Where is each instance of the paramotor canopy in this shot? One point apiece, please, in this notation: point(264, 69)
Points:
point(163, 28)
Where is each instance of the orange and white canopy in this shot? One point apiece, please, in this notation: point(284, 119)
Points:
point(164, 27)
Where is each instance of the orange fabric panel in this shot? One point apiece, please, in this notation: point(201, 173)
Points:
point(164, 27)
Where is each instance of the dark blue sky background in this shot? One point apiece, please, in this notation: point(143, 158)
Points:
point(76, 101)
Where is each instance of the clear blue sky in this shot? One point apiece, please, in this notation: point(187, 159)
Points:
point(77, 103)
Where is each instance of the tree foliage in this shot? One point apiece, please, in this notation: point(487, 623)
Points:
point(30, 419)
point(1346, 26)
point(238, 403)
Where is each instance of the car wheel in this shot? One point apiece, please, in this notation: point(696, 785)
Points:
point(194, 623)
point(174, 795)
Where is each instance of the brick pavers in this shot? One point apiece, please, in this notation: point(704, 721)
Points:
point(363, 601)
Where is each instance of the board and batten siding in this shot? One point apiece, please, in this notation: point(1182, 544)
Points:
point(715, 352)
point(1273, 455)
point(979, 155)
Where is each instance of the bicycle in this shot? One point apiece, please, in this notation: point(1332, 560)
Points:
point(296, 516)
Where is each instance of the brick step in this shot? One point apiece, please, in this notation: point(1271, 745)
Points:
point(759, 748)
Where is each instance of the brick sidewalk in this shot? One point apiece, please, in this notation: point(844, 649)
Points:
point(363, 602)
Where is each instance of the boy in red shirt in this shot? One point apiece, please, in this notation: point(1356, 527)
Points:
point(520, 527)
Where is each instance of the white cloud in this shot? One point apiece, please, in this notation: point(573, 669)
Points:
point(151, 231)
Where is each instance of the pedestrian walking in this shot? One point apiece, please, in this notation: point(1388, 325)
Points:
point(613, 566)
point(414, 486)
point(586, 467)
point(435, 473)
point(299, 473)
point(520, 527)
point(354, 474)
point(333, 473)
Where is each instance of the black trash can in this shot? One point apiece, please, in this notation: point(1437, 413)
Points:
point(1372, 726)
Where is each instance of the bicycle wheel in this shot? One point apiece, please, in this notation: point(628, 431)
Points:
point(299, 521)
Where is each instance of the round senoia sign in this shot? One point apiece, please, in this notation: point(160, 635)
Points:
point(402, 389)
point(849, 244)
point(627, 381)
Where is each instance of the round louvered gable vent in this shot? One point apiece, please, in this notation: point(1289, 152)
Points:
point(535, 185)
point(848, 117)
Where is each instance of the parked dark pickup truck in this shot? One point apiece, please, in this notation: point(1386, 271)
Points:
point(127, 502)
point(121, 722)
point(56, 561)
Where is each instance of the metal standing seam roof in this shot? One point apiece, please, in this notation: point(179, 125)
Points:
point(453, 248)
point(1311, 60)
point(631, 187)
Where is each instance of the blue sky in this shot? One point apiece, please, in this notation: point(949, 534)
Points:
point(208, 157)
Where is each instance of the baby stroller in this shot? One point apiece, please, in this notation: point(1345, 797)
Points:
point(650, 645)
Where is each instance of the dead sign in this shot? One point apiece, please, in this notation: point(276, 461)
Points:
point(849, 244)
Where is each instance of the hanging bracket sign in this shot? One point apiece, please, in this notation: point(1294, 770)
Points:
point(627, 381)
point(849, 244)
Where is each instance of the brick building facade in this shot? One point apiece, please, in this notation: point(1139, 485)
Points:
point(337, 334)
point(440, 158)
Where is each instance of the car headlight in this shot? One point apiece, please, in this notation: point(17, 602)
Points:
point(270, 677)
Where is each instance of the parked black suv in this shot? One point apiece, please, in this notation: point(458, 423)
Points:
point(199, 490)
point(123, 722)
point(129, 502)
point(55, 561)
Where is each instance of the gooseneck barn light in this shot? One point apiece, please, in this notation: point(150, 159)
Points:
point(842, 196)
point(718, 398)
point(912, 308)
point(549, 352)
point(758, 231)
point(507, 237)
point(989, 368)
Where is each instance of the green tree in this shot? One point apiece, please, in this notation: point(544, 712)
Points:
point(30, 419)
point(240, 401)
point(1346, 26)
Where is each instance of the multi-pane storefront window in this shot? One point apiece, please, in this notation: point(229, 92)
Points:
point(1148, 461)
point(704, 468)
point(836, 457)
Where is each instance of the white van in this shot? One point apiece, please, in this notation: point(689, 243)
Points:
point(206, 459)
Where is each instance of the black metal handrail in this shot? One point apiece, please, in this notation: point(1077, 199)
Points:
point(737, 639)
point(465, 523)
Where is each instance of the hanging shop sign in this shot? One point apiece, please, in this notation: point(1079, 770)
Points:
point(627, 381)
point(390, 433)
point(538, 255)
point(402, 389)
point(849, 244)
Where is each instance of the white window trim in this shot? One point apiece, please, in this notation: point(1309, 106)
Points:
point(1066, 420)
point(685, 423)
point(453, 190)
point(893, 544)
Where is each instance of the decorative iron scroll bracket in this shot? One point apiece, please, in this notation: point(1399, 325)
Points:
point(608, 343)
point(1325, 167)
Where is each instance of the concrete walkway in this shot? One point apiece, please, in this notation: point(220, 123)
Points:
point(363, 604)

→ Written request: Rewrite every entry above, replacing each occurrence of "One point apiece" with "One point per instance" and leaving all other text unchanged.

→ Exercise output:
Where is each instance of the paramotor canopy in this shot? One point per instance, please, in this notation: point(264, 69)
Points:
point(163, 28)
Where is each instance of the orange and white canopy in this shot? One point per instance, please, in this notation: point(284, 119)
Points:
point(164, 27)
Where is each instance of the orange fabric panel in this shot? One point per instance, please, in this notation: point(201, 173)
Points:
point(164, 27)
Where is each instance of the dark blue sky background in this shot? One point per instance, please, in this notation: point(143, 158)
Points:
point(76, 101)
Where is each instance of the clear blue sky in this shot? One point per instance, please, in this notation: point(187, 159)
Points:
point(77, 103)
Where is each instance of the tree foliage in this shot? One point per instance, please, in this notation: point(487, 623)
Points:
point(30, 419)
point(1346, 26)
point(238, 403)
Where is each instance of the car wheel in this shot? One point per instance, please, in this notation: point(696, 785)
Points:
point(194, 623)
point(174, 795)
Where is each instance of the brick pavers in this shot? One point per instance, please, in this notation: point(704, 721)
Points:
point(363, 601)
Where is each instance of the board and batten siding in this shot? One point per instance, please, in this notation: point(1182, 544)
Points:
point(715, 352)
point(1273, 455)
point(979, 155)
Where is each instance of the bicycle in this shot? One point per instance, please, in this notation: point(1332, 560)
Points:
point(296, 516)
Where is each instance of the brick step in this shot? One point per instance, please, in this notation: point(1271, 745)
Points:
point(759, 748)
Where is each instance of the brick sidewalk in this shot? One point per instance, please, in this notation: point(844, 649)
Points:
point(363, 602)
Where is each instance of the boy in red shirt in this shot? One point per instance, please, in this notation: point(1356, 527)
Points:
point(520, 527)
Where is each instance of the white cloud in this shot? One point per instance, please, in this notation: point(573, 669)
Points:
point(151, 231)
Where is each instance of the pedestrian walking in this shot? One point per instance, please, in this notation: point(1388, 325)
Points:
point(613, 566)
point(414, 486)
point(586, 467)
point(435, 473)
point(299, 473)
point(520, 527)
point(354, 474)
point(333, 473)
Where is each instance of the black trash can in this shot? One point per instance, please, in this notation: point(1437, 413)
Points:
point(1372, 726)
Where is each instance of the bicycle wheel in this shot? One point per instance, please, in this notation: point(628, 431)
Points:
point(299, 521)
Where is each instance of the round senoia sign in this shot? One point per instance, please, in this notation: point(160, 635)
Points:
point(402, 389)
point(849, 244)
point(627, 381)
Where is each instance of the round louvered gable vent in this shot? One point per instance, please, in this notation: point(1289, 152)
Points:
point(535, 185)
point(848, 117)
Where is each instance of the parked dark pickup truck in this shot? One point per instance, please, in this notation: point(1386, 271)
Points:
point(127, 502)
point(121, 722)
point(56, 561)
Where is each instance of the metal standing seam roof in this shot? One point per instance, please, in this notation: point(179, 125)
Points:
point(453, 248)
point(1311, 60)
point(631, 187)
Where is each instance of the blue sky in this shot? One point per instance, please, in this notation: point(949, 534)
Points:
point(208, 157)
Where is each instance of the baby stroller in this shot? One point per instance, please, in this notation: point(1345, 797)
Points:
point(650, 645)
Where is each instance of the dead sign in this shot? One point per instance, please, in this notation: point(276, 461)
Points:
point(849, 244)
Where is each instance of the hanging bracket sign in this shot? One point per instance, please, in this notation: point(1294, 770)
Points:
point(627, 381)
point(849, 244)
Where is each instance of the brick building facade in this shot? One point per instance, please, in this notation: point(1139, 485)
Points:
point(337, 334)
point(440, 158)
Where is each instance of the car headlight in this shot? One point per instance, please, in this notation: point(17, 602)
Points:
point(270, 677)
Where is each instance of the parked black suv in this shot? One point per instance, please, in this notation: point(458, 423)
Points:
point(199, 490)
point(123, 722)
point(129, 502)
point(55, 561)
Where is each instance of the gooseneck barn light in this shot? One point per instance, please, in this notation: point(150, 159)
Points:
point(842, 196)
point(718, 398)
point(912, 308)
point(549, 352)
point(758, 231)
point(507, 237)
point(989, 368)
Where is each instance of the green tree in this shot? One point per instance, please, in this notation: point(544, 712)
Points:
point(30, 419)
point(240, 401)
point(1346, 26)
Where is each instance of the multi-pane storefront window in this shot? One point per instance, please, in this notation: point(229, 92)
Points:
point(1148, 461)
point(704, 468)
point(836, 457)
Where is each instance of the white van in this shot? One point per instance, please, in this notation: point(689, 243)
Points:
point(206, 459)
Where is each instance of the black metal handrail in this shot? One point per instance, please, in this notation: point(1077, 199)
Points:
point(737, 639)
point(465, 523)
Where is each instance of the hanging shop sign in this shot? One point per instance, please, in this notation: point(1079, 770)
Points:
point(627, 381)
point(390, 433)
point(538, 255)
point(402, 389)
point(849, 244)
Where is each instance of the white window trim in this shot? One point per instance, please, in this notation: point(1309, 106)
Points:
point(1066, 420)
point(685, 423)
point(453, 190)
point(893, 544)
Where is each instance of the decorative iron scroll bracket in this shot? One point per instance, please, in this notation: point(1399, 325)
Points:
point(608, 343)
point(1325, 167)
Where is each instance of the concrete walkway in this shot? One point per instance, please, in this notation: point(220, 123)
Points:
point(363, 604)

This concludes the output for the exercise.